#### [Work to complete]
A - In the mailing list post about the daitch_mokotoff module, rewrite the passage starting at "On Mon, Jan" and ending at "feel about that.", substituting "lists" for every occurrence of "arrays".
B - In the mailing list post about the daitch_mokotoff module, what function name does the writer say is easier to type than daitch_mokotoff()?
C - List every person named in the mailing list post about the daitch_mokotoff module.

#### [Excerpt to read]
━━━━━━━━━━
Re: daitch_mokotoff module

From: Paul Ramsey <pramsey(at)cleverelephant(dot)ca>
To: Dag Lem <dag(at)nimrod(dot)no>
Cc: Alvaro Herrera <alvherre(at)alvh(dot)no-ip(dot)org>, PostgreSQL Hackers <pgsql-hackers(at)lists(dot)postgresql(dot)org>
Subject: Re: daitch_mokotoff module
Date: 2023-01-11 20:40:31
Message-ID: CACowWR0Lg+49Z4ncN2-U0-fUYLpAVQYupRr=0UaSLYxgrAWVHQ@mail.gmail.com
Views: Raw Message | Whole Thread | Download mbox | Resend email
Thread:
Lists: pgsql-hackers

On Mon, Jan 2, 2023 at 2:03 PM Dag Lem <dag(at)nimrod(dot)no> wrote:

> I also improved on the documentation example (using Full Text Search).
> AFAIK you can't make general queries like that using arrays, however in
> any case I must admit that text arrays seem like more natural building
> blocks than space delimited text here.

This is a fun addition to fuzzystrmatch.

While it's a little late in the game, I'll just put it out there:
daitch_mokotoff() is way harder to type than soundex_dm(). Not sure
how you feel about that.
━━━━━━━━━━
#### [Data provided]
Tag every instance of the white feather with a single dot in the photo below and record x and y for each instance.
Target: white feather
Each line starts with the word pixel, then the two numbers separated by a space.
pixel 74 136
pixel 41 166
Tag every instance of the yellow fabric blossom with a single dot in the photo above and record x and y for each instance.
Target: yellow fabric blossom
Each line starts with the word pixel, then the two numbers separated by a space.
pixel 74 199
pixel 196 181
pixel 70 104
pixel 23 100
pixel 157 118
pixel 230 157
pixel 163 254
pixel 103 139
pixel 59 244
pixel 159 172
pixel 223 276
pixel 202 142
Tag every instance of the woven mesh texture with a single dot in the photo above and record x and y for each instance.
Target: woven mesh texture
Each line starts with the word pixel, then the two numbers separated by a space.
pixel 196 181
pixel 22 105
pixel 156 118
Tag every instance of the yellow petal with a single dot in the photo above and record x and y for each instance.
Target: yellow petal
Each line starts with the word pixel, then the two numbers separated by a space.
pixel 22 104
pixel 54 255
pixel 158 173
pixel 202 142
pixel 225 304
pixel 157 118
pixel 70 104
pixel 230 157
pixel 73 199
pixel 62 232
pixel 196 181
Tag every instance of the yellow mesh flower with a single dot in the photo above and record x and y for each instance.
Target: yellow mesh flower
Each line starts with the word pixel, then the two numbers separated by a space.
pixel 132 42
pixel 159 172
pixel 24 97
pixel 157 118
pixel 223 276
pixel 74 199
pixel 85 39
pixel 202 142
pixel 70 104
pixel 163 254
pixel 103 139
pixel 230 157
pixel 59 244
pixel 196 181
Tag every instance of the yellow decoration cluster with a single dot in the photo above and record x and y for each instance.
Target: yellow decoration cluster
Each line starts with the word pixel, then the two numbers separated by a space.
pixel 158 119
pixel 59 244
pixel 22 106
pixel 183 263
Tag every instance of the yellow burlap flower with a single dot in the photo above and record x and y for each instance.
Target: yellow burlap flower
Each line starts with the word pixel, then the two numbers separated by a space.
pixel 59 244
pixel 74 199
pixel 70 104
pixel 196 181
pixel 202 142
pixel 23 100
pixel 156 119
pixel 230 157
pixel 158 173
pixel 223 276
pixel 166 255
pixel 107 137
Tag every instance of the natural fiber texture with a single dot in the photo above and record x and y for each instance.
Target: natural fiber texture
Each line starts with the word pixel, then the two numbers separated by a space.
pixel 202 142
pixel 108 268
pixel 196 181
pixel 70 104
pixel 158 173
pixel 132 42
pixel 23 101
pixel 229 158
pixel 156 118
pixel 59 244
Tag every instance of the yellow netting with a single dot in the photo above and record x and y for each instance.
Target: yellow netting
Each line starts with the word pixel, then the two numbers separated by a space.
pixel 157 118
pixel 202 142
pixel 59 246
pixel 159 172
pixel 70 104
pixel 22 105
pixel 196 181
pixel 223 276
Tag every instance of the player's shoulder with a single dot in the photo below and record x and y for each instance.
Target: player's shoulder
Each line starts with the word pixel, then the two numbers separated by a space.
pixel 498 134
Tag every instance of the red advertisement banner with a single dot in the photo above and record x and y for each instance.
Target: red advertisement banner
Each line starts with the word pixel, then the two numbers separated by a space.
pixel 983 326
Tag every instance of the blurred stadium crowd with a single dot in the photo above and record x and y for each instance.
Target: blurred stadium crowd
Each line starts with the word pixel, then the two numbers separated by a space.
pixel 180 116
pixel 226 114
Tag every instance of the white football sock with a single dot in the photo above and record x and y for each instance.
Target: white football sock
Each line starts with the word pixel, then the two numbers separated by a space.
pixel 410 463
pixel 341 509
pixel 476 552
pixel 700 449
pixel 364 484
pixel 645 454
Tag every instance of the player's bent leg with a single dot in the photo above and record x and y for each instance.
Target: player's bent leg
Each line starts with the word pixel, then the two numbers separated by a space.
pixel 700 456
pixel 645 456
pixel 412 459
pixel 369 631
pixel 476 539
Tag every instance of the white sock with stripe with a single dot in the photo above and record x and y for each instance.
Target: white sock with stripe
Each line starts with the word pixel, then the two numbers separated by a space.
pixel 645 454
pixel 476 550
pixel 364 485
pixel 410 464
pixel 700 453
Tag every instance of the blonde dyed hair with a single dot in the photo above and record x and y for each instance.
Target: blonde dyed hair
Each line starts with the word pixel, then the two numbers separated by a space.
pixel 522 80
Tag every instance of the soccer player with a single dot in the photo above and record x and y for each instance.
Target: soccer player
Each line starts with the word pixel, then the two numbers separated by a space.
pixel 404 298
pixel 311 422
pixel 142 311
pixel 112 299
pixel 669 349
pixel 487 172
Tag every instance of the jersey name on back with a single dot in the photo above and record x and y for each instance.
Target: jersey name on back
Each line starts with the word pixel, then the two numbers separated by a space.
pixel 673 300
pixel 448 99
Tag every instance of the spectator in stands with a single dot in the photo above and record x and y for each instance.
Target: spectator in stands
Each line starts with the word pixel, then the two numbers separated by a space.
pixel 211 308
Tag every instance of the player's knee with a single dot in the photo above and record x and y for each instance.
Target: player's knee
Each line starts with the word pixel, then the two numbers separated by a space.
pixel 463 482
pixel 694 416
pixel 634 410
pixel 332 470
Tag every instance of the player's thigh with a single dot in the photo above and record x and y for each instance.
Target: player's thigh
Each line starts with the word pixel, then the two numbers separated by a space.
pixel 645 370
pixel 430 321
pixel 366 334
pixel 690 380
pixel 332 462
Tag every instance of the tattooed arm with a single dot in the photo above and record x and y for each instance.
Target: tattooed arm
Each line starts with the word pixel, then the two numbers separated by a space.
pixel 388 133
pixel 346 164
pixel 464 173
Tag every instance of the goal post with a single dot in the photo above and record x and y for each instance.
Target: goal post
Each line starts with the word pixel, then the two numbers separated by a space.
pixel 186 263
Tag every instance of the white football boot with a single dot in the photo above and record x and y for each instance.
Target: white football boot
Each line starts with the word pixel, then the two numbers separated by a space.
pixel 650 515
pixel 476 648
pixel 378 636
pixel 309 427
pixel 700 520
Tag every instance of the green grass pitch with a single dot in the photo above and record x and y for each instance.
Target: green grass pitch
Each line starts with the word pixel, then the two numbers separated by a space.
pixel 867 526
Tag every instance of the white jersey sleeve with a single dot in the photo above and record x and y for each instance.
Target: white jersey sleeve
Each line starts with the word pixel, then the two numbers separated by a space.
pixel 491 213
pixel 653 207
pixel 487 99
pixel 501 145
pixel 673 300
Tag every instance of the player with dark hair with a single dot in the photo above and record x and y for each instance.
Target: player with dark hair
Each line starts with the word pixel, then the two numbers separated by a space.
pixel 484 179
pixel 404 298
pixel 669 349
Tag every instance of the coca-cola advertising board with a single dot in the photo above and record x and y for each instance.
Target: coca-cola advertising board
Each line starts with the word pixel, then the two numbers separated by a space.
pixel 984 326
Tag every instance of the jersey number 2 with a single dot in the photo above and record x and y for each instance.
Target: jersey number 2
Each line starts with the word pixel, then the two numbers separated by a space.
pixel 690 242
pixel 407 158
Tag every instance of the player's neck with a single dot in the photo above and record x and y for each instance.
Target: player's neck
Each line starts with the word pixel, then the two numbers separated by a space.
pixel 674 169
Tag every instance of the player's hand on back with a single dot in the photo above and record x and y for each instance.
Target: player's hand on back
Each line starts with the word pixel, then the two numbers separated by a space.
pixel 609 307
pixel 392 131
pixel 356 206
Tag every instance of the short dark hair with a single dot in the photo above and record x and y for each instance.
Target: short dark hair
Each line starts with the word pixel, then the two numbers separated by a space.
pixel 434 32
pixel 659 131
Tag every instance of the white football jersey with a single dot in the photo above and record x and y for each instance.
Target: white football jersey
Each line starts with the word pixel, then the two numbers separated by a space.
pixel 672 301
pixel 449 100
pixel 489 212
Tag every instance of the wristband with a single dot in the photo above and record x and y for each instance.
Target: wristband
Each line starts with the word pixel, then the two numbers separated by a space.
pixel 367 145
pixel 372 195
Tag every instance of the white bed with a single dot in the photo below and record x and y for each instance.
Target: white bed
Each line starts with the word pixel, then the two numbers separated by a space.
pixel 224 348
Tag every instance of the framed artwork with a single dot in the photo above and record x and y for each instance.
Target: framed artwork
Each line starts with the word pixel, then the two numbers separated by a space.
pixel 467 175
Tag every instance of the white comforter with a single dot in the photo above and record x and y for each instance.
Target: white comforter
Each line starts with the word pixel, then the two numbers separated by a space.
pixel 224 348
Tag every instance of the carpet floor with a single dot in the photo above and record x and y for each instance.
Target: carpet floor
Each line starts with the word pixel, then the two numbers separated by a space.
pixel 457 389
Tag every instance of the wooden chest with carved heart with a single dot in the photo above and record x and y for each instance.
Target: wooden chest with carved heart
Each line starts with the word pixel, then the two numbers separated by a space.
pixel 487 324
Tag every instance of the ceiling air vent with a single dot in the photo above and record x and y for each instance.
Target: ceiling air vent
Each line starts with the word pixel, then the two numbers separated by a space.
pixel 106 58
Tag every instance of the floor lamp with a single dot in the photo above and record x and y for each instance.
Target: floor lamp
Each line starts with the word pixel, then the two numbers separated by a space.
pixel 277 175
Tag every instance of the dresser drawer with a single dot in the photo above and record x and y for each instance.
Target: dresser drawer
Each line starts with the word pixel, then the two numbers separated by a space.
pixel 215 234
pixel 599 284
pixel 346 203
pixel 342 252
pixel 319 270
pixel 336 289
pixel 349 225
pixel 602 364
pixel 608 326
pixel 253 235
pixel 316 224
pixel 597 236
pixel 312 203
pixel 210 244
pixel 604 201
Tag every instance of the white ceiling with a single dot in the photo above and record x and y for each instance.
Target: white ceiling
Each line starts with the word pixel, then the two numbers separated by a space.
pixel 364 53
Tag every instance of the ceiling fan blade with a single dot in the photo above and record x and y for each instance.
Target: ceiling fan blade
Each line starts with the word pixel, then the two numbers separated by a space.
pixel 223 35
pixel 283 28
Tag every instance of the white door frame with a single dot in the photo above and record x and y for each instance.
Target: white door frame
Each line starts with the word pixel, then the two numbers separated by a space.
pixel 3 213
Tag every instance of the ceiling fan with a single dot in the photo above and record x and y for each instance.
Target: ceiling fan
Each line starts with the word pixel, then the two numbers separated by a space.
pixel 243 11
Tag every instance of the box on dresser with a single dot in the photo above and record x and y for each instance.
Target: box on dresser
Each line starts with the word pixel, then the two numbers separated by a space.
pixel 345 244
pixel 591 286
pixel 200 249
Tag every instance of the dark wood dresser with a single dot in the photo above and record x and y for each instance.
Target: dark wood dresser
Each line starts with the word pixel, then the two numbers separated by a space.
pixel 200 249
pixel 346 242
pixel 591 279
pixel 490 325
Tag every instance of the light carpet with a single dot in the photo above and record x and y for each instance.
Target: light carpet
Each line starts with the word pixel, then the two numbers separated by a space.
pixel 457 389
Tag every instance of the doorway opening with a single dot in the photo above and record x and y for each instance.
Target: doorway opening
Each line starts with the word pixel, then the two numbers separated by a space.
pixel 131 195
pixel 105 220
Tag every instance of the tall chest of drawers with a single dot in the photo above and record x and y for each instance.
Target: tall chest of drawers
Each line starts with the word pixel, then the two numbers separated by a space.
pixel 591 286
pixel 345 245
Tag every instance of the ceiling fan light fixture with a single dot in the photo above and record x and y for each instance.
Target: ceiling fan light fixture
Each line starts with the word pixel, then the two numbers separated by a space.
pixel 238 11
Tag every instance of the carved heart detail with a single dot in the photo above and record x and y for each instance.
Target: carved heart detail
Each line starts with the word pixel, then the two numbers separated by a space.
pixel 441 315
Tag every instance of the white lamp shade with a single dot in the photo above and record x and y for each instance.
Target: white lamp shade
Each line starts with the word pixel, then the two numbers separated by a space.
━━━━━━━━━━
#### [Responses to the tasks]
A -
On Mon, Jan 2, 2023 at 2:03 PM Dag Lem <dag(at)nimrod(dot)no> wrote:

> I also improved on the documentation example (using Full Text Search).
> AFAIK you can't make general queries like that using lists, however in
> any case I must admit that text lists seem like more natural building
> blocks than space delimited text here.

This is a fun addition to fuzzystrmatch.

While it's a little late in the game, I'll just put it out there:
daitch_mokotoff() is way harder to type than soundex_dm(). Not sure
how you feel about that.

B - soundex_dm()

C -
Paul Ramsey
Dag Lem
Alvaro Herrera